| Zu erledigende Aufgaben |
1 – Welche zwei Städte nennt der Kommentar zur Innovationspolitik als Beispiele dafür, dass rund um die Universitäten ein Geflecht aus Firmen entstanden ist?
2 – Schreibe den Kommentar zur Innovationspolitik im Anschluss an seinen letzten Satz weiter.

So weit, so richtig. Aber Spötter listeten gleich auf, wie viele Innovationsoffensiven unterschiedlicher Regierungen es schon gegeben hat, ohne dem Wissenschaftsstandort Deutschland wirklich zu helfen. Noch immer bildet unser Land zwar viele begabte Wissenschaftler gut aus, aber viele wandern gleich ab an attraktivere Standorte. Die deutsche Volkswirtschaft muss immer mehr Wissen von außen einkaufen, obwohl sie noch immer ein starker Forschungsstandort ist.

Kein Wunder also, dass viele müde abwinken. Oder denken, was nützen Eliteuniversitäten, wenn die Auszubildenden kein richtiges Deutsch mehr können. So einfach darf man sich die Sache aber nicht machen. Gute Schulen und Universitäten sind entscheidend für die Zukunft Deutschlands, weil nur so die Arbeitsplätze der Zukunft gesichert werden können. Wo Hochschulen von Zwängen befreit wurden, die Zusammenarbeit mit der Wirtschaft gesucht wurde und rund um die Unis ein Geflecht aus Firmen entstanden ist wie in Aachen oder Bremen, zeigen sich die anderswo noch kaum genutzten Potenziale. Wenn die Bundesregierung von Innovation redet, setzt sie sich auch selbst unter Druck, und das ist gut so. Schröder muss sein Versprechen einhalten und zusätzliches Geld für die Forschung locker machen.

Der DIHK fordert zurecht Innovationen nicht nur von der Politik, sondern auch in den Unternehmen. Wahre Unternehmer haben das schon lange verstanden. Jeden Tag beginnt ihre Zukunft neu, jeden Tag müssen sie neue Ideen entwickeln, bessere Produkte, neue Abläufe schaffen. Wer Innovation vorlebt, kann sie auch von anderen fordern, etwa von der Politik. So gut es ist, wenn der Bund Spitzenforschung fördert: Für die meisten Firmen entscheidet sich die Innovationsfreudigkeit der Gesellschaft vor Ort. Sitzen im Rathaus Bürokraten oder Reformer? Fördert die jeweilige Landesregierung die Zusammenarbeit der Universitäten mit der Wirtschaft, ermuntert sie Spin-offs? Viele Sonntagsredner in Sachen Innovation tun im Alltag wenig, um Erneuerung zu fördern.

| Rohdaten |

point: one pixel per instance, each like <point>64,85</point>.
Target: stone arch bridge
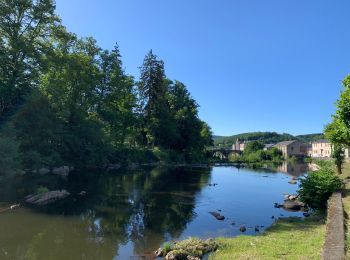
<point>224,153</point>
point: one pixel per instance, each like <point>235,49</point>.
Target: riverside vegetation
<point>255,154</point>
<point>66,101</point>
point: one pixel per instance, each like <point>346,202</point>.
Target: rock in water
<point>218,216</point>
<point>242,229</point>
<point>47,197</point>
<point>62,171</point>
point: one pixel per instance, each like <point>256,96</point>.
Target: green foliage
<point>64,100</point>
<point>166,247</point>
<point>338,156</point>
<point>25,25</point>
<point>318,186</point>
<point>338,131</point>
<point>9,156</point>
<point>253,146</point>
<point>42,190</point>
<point>38,130</point>
<point>254,153</point>
<point>264,137</point>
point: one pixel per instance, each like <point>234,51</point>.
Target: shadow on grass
<point>297,224</point>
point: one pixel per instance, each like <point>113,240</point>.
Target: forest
<point>66,101</point>
<point>265,138</point>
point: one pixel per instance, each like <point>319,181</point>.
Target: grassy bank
<point>346,203</point>
<point>289,238</point>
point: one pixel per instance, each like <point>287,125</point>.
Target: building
<point>321,149</point>
<point>292,148</point>
<point>239,146</point>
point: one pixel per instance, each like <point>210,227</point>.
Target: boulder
<point>46,198</point>
<point>176,255</point>
<point>242,229</point>
<point>114,167</point>
<point>82,193</point>
<point>293,197</point>
<point>43,171</point>
<point>218,216</point>
<point>159,252</point>
<point>276,205</point>
<point>293,205</point>
<point>62,171</point>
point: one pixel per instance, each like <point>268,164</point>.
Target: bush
<point>318,186</point>
<point>9,156</point>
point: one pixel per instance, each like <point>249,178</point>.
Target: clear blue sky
<point>252,65</point>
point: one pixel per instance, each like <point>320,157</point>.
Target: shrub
<point>9,156</point>
<point>318,186</point>
<point>41,190</point>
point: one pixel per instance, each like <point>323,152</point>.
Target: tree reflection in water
<point>144,207</point>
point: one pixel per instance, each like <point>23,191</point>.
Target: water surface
<point>129,214</point>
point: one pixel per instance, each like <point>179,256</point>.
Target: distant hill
<point>264,137</point>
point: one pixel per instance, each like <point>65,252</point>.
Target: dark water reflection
<point>132,213</point>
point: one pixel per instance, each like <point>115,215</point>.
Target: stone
<point>276,205</point>
<point>159,252</point>
<point>242,229</point>
<point>218,216</point>
<point>114,167</point>
<point>292,197</point>
<point>82,193</point>
<point>43,171</point>
<point>176,255</point>
<point>189,257</point>
<point>46,198</point>
<point>62,171</point>
<point>294,205</point>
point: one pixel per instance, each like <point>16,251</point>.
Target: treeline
<point>264,137</point>
<point>64,100</point>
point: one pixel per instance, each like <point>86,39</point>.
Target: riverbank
<point>346,203</point>
<point>288,238</point>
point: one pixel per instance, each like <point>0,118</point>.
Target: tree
<point>338,156</point>
<point>71,84</point>
<point>38,130</point>
<point>253,146</point>
<point>25,26</point>
<point>117,98</point>
<point>338,131</point>
<point>154,106</point>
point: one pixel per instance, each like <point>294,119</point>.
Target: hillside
<point>264,137</point>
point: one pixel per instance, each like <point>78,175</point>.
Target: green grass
<point>346,203</point>
<point>289,238</point>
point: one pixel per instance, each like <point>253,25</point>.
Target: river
<point>132,213</point>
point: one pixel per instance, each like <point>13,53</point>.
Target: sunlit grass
<point>290,238</point>
<point>346,203</point>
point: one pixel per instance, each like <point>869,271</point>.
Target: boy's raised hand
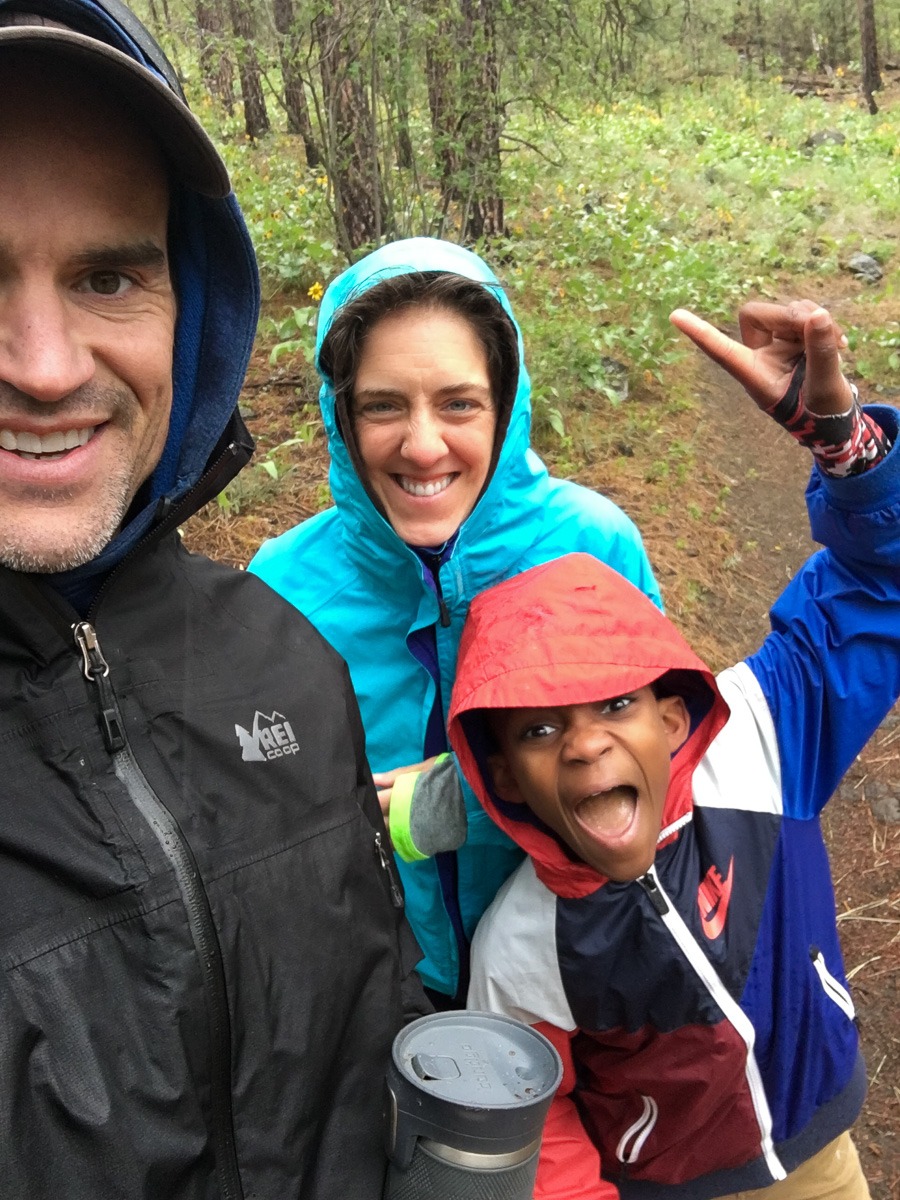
<point>773,339</point>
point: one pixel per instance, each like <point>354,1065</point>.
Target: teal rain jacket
<point>367,592</point>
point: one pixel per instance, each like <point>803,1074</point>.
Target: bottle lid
<point>475,1081</point>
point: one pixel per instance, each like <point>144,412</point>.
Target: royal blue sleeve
<point>831,667</point>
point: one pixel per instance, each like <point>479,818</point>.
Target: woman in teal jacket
<point>425,400</point>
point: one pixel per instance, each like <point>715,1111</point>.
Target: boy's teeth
<point>430,489</point>
<point>31,445</point>
<point>609,814</point>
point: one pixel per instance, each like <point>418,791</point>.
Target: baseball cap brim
<point>193,159</point>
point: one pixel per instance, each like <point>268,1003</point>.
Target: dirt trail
<point>767,514</point>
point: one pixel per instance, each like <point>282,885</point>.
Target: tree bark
<point>256,118</point>
<point>215,61</point>
<point>871,79</point>
<point>483,215</point>
<point>295,106</point>
<point>351,153</point>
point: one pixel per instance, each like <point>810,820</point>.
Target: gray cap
<point>184,141</point>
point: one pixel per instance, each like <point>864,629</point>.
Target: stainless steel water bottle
<point>467,1095</point>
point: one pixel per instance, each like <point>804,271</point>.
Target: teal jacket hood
<point>217,291</point>
<point>370,595</point>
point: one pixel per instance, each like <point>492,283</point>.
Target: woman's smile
<point>424,419</point>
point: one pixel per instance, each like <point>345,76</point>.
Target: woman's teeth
<point>34,445</point>
<point>430,489</point>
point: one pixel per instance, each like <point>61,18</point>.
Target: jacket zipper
<point>832,988</point>
<point>388,868</point>
<point>733,1012</point>
<point>444,612</point>
<point>631,1141</point>
<point>193,897</point>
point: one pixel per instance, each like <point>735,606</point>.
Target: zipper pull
<point>96,671</point>
<point>388,868</point>
<point>648,882</point>
<point>444,612</point>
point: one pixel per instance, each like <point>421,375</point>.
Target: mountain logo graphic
<point>713,898</point>
<point>271,738</point>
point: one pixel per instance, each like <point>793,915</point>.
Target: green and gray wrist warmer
<point>427,811</point>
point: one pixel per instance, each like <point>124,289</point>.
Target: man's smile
<point>45,445</point>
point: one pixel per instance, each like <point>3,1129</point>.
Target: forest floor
<point>725,531</point>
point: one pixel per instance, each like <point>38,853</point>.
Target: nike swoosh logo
<point>713,899</point>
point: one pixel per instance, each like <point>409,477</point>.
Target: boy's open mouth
<point>607,814</point>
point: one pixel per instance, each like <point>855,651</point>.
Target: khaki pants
<point>833,1174</point>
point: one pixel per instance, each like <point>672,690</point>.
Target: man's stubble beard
<point>91,532</point>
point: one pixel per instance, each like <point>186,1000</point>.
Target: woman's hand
<point>773,340</point>
<point>384,781</point>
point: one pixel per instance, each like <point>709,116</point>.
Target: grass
<point>701,201</point>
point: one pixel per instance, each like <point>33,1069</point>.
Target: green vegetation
<point>619,213</point>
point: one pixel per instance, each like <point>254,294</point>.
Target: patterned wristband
<point>841,443</point>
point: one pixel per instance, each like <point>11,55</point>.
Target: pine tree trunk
<point>871,79</point>
<point>481,124</point>
<point>256,118</point>
<point>352,153</point>
<point>216,65</point>
<point>295,106</point>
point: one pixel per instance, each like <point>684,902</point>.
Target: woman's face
<point>425,420</point>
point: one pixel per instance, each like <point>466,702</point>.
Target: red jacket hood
<point>568,633</point>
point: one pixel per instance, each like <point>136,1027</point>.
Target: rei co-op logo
<point>271,738</point>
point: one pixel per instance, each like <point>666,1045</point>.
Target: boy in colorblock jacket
<point>673,928</point>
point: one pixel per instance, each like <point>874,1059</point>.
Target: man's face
<point>595,774</point>
<point>87,321</point>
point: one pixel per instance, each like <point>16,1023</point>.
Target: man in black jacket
<point>204,955</point>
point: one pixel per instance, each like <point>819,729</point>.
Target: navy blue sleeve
<point>831,667</point>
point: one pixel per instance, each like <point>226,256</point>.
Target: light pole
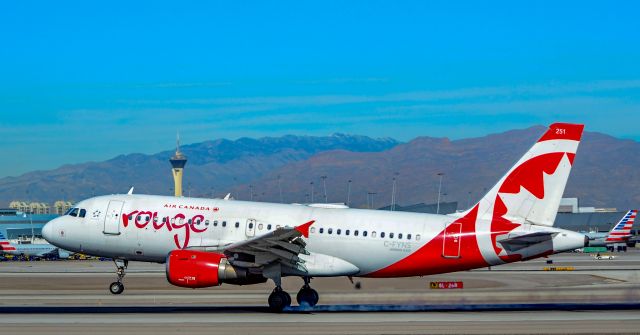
<point>440,174</point>
<point>280,188</point>
<point>371,194</point>
<point>393,192</point>
<point>324,185</point>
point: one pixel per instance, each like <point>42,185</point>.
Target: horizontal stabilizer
<point>513,243</point>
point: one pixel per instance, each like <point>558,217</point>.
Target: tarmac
<point>582,296</point>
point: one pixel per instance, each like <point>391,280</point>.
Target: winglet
<point>304,228</point>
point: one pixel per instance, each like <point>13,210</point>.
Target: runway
<point>68,297</point>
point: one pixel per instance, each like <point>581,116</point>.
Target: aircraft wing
<point>518,242</point>
<point>279,247</point>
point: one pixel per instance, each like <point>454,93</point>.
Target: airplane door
<point>250,230</point>
<point>112,219</point>
<point>452,241</point>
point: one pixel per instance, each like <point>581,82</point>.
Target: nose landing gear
<point>117,287</point>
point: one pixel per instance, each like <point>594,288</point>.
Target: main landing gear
<point>306,297</point>
<point>121,265</point>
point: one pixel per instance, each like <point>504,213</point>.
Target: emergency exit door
<point>452,240</point>
<point>112,219</point>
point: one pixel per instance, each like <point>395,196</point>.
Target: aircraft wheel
<point>278,300</point>
<point>307,296</point>
<point>116,287</point>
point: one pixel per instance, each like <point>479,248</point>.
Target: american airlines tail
<point>531,190</point>
<point>622,230</point>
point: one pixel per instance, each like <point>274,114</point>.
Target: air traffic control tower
<point>177,163</point>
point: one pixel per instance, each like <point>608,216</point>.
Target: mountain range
<point>358,168</point>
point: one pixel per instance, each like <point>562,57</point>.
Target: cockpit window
<point>73,212</point>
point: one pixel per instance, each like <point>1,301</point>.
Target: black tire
<point>116,287</point>
<point>307,296</point>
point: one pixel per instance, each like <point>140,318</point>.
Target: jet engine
<point>197,269</point>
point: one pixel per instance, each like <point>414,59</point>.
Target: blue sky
<point>83,81</point>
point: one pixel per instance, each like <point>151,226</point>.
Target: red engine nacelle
<point>195,269</point>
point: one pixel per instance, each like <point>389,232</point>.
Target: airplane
<point>620,233</point>
<point>207,242</point>
<point>37,250</point>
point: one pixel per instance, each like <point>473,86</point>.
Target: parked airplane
<point>207,242</point>
<point>38,250</point>
<point>620,233</point>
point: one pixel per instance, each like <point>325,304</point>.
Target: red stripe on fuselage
<point>429,259</point>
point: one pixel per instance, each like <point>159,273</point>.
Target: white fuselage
<point>383,237</point>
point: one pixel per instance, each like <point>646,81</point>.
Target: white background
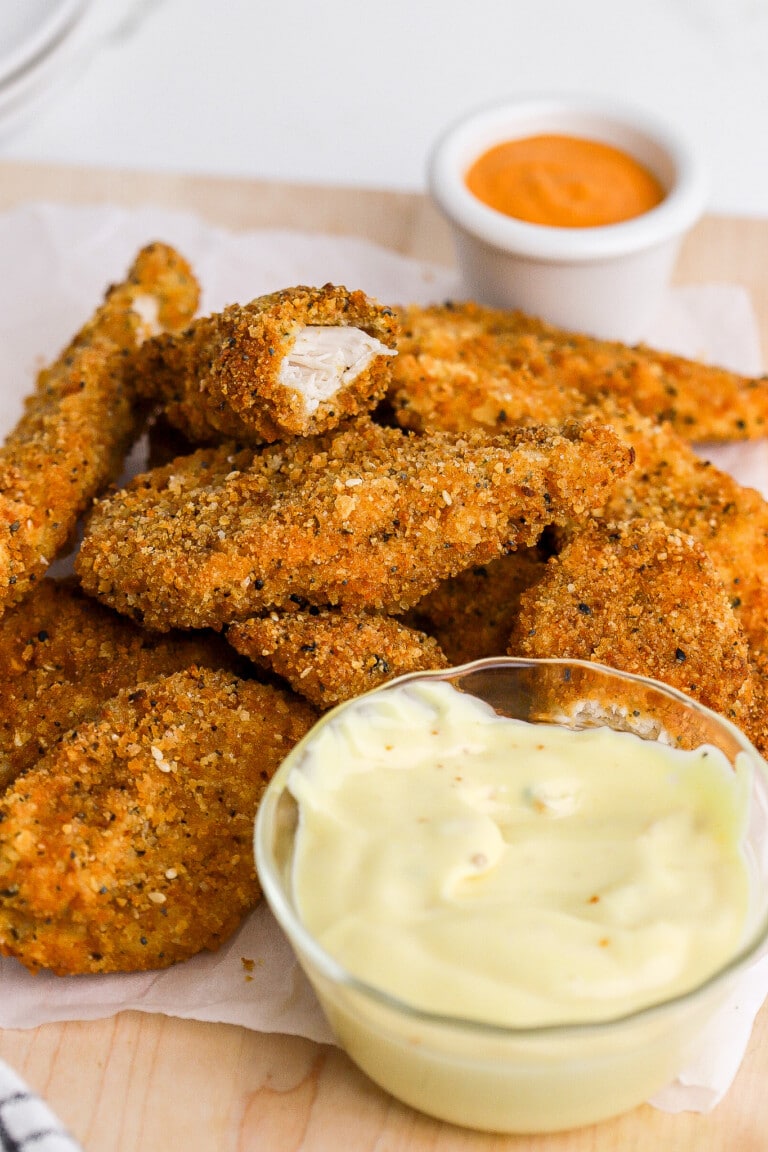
<point>354,92</point>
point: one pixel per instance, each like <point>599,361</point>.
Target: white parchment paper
<point>54,265</point>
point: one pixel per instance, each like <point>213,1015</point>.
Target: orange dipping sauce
<point>563,182</point>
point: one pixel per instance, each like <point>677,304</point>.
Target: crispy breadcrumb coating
<point>62,656</point>
<point>472,614</point>
<point>670,483</point>
<point>329,657</point>
<point>128,847</point>
<point>462,364</point>
<point>80,419</point>
<point>367,518</point>
<point>643,598</point>
<point>256,372</point>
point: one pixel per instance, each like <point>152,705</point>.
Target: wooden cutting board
<point>142,1083</point>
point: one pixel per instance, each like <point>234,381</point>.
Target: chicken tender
<point>461,365</point>
<point>80,421</point>
<point>472,614</point>
<point>295,362</point>
<point>329,657</point>
<point>643,598</point>
<point>62,656</point>
<point>128,846</point>
<point>670,483</point>
<point>366,518</point>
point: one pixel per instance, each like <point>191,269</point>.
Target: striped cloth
<point>27,1123</point>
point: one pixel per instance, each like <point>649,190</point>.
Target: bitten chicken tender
<point>329,657</point>
<point>462,364</point>
<point>78,422</point>
<point>295,362</point>
<point>367,518</point>
<point>62,656</point>
<point>643,598</point>
<point>472,614</point>
<point>128,846</point>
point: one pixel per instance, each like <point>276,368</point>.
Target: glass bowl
<point>526,1080</point>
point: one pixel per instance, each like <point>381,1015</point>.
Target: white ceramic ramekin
<point>607,281</point>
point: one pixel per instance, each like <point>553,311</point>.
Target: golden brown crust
<point>366,518</point>
<point>643,598</point>
<point>219,378</point>
<point>128,847</point>
<point>329,657</point>
<point>670,483</point>
<point>464,365</point>
<point>472,614</point>
<point>78,422</point>
<point>63,654</point>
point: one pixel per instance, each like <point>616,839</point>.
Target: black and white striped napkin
<point>27,1123</point>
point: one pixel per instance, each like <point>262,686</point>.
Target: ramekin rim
<point>450,153</point>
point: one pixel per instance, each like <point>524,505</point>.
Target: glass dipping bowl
<point>526,1080</point>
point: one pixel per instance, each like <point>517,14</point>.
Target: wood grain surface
<point>152,1083</point>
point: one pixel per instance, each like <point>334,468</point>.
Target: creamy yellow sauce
<point>489,869</point>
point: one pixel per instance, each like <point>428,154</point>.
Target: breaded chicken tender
<point>80,419</point>
<point>669,482</point>
<point>128,846</point>
<point>472,614</point>
<point>367,518</point>
<point>329,657</point>
<point>643,598</point>
<point>462,364</point>
<point>295,362</point>
<point>62,656</point>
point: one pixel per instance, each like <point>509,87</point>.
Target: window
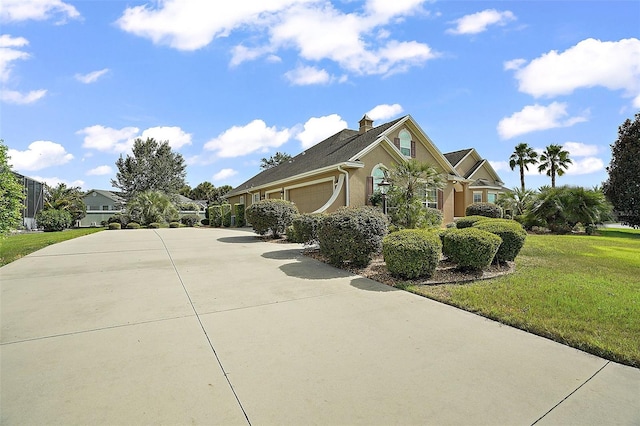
<point>405,143</point>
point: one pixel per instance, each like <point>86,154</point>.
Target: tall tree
<point>153,166</point>
<point>275,160</point>
<point>623,186</point>
<point>67,198</point>
<point>555,161</point>
<point>11,194</point>
<point>522,157</point>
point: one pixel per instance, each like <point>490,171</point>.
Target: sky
<point>230,83</point>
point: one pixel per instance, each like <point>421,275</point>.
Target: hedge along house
<point>346,168</point>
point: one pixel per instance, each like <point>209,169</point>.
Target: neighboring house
<point>346,168</point>
<point>33,201</point>
<point>101,205</point>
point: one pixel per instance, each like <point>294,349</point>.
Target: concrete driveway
<point>212,326</point>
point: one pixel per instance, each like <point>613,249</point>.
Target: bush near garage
<point>471,248</point>
<point>271,216</point>
<point>352,235</point>
<point>512,234</point>
<point>484,209</point>
<point>412,253</point>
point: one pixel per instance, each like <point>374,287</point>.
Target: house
<point>346,168</point>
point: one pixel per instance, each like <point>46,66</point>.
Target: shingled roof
<point>335,150</point>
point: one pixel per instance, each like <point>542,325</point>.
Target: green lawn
<point>15,246</point>
<point>583,291</point>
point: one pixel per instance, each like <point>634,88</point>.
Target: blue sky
<point>229,85</point>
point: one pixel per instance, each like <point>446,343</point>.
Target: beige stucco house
<point>346,168</point>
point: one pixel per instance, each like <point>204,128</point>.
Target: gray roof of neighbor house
<point>334,150</point>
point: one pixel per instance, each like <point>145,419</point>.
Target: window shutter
<point>369,190</point>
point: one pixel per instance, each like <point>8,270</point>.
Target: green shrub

| Endgültige Antworten |
1 – Aachen und Bremen.

2 –
Das „Innovationsjahr 2004“ sollten alle, die sich über Veränderungsfeindlichkeit im Alltag beklagen, nutzen: Sie können sich auf den Kanzler ebenso berufen wie auf die Opposition und Innovationsmuffel damit öffentlich unter Druck setzen. Wie innovationsfreudig wir sind, entscheidet sich nicht an teuren staatlich geförderten Prestigeobjekten wie dem Transrapid oder wirtschaftlichen Hirngespinsten wie dem Cargolifter. Entscheidend ist, dass hier Erfindungen wie die Datenkompression MP3 nicht nur gemacht, sondern künftig auch wirtschaftlich verwertet werden. Die Politik muss den Rahmen schaffen, der zu Erfindungen, Ideen, Neuerungen ermutigt und diese ermöglicht.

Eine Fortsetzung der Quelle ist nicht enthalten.